-- start --

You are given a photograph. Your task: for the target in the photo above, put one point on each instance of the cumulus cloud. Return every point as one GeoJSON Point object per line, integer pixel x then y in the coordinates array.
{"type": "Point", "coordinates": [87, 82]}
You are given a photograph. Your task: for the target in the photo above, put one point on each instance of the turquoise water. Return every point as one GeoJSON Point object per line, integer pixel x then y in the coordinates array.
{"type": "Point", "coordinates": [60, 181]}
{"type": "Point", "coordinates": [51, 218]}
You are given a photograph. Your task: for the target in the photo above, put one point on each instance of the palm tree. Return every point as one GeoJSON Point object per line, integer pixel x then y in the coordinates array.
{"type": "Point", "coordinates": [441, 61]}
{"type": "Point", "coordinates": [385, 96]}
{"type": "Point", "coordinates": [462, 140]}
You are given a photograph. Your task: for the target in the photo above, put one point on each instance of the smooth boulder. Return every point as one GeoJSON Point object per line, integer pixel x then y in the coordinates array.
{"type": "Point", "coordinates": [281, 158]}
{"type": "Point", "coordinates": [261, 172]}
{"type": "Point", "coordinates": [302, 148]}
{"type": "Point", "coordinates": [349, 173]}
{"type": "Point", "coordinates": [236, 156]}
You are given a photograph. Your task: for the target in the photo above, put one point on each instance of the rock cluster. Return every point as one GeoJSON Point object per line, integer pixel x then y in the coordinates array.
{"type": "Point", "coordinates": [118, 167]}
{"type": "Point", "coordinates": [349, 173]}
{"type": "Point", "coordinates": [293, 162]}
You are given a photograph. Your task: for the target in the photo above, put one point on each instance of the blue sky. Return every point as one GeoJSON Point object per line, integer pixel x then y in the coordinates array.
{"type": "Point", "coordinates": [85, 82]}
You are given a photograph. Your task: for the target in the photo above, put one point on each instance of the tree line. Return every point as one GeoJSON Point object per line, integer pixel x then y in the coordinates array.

-- end --

- Goal:
From the data above, extract every line in its exact form.

- Result of the task:
You are given a photograph. Your task: for the target in the photo above, put one point on each instance of the cumulus cloud. Return every point as one GeoJSON Point object per line, integer pixel x then y in the coordinates array.
{"type": "Point", "coordinates": [87, 82]}
You are given a photograph. Your task: for the target in the photo above, put one point on each instance of the turquoise water. Return every point as one GeoJSON Point object per line, integer pixel x then y in the coordinates array.
{"type": "Point", "coordinates": [60, 181]}
{"type": "Point", "coordinates": [51, 218]}
You are given a photograph. Your task: for the target in the photo above, put one point on each instance of the palm tree. Return every point as one GeoJSON Point object per line, integer pixel x then y in the coordinates array.
{"type": "Point", "coordinates": [441, 61]}
{"type": "Point", "coordinates": [385, 96]}
{"type": "Point", "coordinates": [462, 140]}
You are given a photograph. Your task: for the target in the photo above, put one point on each instance of the smooth boulder. Return every point as one GeoJSON Point object per line, integer pixel x then y in the coordinates array.
{"type": "Point", "coordinates": [281, 158]}
{"type": "Point", "coordinates": [261, 172]}
{"type": "Point", "coordinates": [302, 148]}
{"type": "Point", "coordinates": [349, 173]}
{"type": "Point", "coordinates": [236, 156]}
You are given a photograph. Your task: for the target in the photo above, put one point on each instance of the rock cluster. Return every point as one GeoJSON Point object per line, integer pixel x then y in the coordinates array.
{"type": "Point", "coordinates": [118, 167]}
{"type": "Point", "coordinates": [349, 173]}
{"type": "Point", "coordinates": [293, 162]}
You are given a photograph. Your task: for the target in the photo above, put one point on each instance of the blue sky. Return every point as one GeoJSON Point object per line, integer pixel x then y in the coordinates array.
{"type": "Point", "coordinates": [85, 82]}
You are given a photograph. Your task: for the target in the photo above, put one point on each instance of the tree line. Return every point as one GeoJSON Point object per line, integer pixel x then y in the coordinates array.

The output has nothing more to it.